MATERIAL FOR THIS EXERCISE START

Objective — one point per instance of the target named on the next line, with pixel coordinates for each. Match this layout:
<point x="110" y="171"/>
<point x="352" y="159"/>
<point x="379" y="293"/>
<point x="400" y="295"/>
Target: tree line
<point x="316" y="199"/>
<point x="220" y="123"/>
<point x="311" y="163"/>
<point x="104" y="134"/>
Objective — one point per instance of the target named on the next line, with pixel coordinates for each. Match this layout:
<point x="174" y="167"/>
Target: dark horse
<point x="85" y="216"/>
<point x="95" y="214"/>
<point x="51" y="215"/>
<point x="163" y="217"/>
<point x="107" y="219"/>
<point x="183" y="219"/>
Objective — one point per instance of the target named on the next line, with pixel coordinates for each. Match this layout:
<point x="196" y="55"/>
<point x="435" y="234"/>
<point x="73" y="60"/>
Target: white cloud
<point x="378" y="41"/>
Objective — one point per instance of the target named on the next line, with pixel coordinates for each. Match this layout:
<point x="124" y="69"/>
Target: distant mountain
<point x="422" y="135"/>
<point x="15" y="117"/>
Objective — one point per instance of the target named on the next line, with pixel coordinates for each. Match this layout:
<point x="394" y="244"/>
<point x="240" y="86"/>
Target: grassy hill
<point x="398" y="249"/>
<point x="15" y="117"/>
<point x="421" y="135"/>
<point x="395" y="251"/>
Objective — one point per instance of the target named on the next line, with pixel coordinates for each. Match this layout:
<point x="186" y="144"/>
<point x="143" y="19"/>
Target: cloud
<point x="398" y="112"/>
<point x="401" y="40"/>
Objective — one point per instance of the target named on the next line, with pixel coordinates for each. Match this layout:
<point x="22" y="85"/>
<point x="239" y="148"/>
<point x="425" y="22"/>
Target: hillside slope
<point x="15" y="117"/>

MATERIAL FOR THIS EXERCISE END

◆ EXERCISE AIM:
Reproduce the material above. Do not change a word.

◆ EXERCISE SOLUTION:
Objective — one point per instance of the target named on the next line, with pixel coordinates for each. Match this layout:
<point x="110" y="171"/>
<point x="352" y="159"/>
<point x="379" y="293"/>
<point x="400" y="295"/>
Target: tree line
<point x="316" y="199"/>
<point x="220" y="123"/>
<point x="311" y="163"/>
<point x="104" y="134"/>
Objective — one point per instance of the target named on the next line, with pixel coordinates for each. Match this layout:
<point x="174" y="167"/>
Target: dark horse
<point x="85" y="216"/>
<point x="95" y="214"/>
<point x="51" y="215"/>
<point x="163" y="217"/>
<point x="107" y="219"/>
<point x="183" y="219"/>
Objective — one point per instance of the target named on the next line, with pixel coordinates for each. Match this layout:
<point x="196" y="55"/>
<point x="435" y="234"/>
<point x="73" y="60"/>
Target: white cloud
<point x="378" y="41"/>
Objective — one point per instance of the target named on the next line, with pixel coordinates for each. Match this layout:
<point x="124" y="69"/>
Target: distant mountain
<point x="422" y="135"/>
<point x="15" y="117"/>
Objective — one point per instance of the target named on the next line, with pixel coordinates for each. Match this layout:
<point x="394" y="244"/>
<point x="240" y="86"/>
Target: grassy hill
<point x="398" y="249"/>
<point x="15" y="117"/>
<point x="421" y="135"/>
<point x="395" y="251"/>
Objective — one point per instance of the target named on the next line, with pixel coordinates for each. Match this layout:
<point x="186" y="144"/>
<point x="143" y="19"/>
Target: cloud
<point x="398" y="112"/>
<point x="401" y="40"/>
Objective — one point per instance of the target named on the next line, with pixel coordinates for each. Match this layout:
<point x="22" y="85"/>
<point x="239" y="148"/>
<point x="425" y="22"/>
Target: hillside slope
<point x="15" y="117"/>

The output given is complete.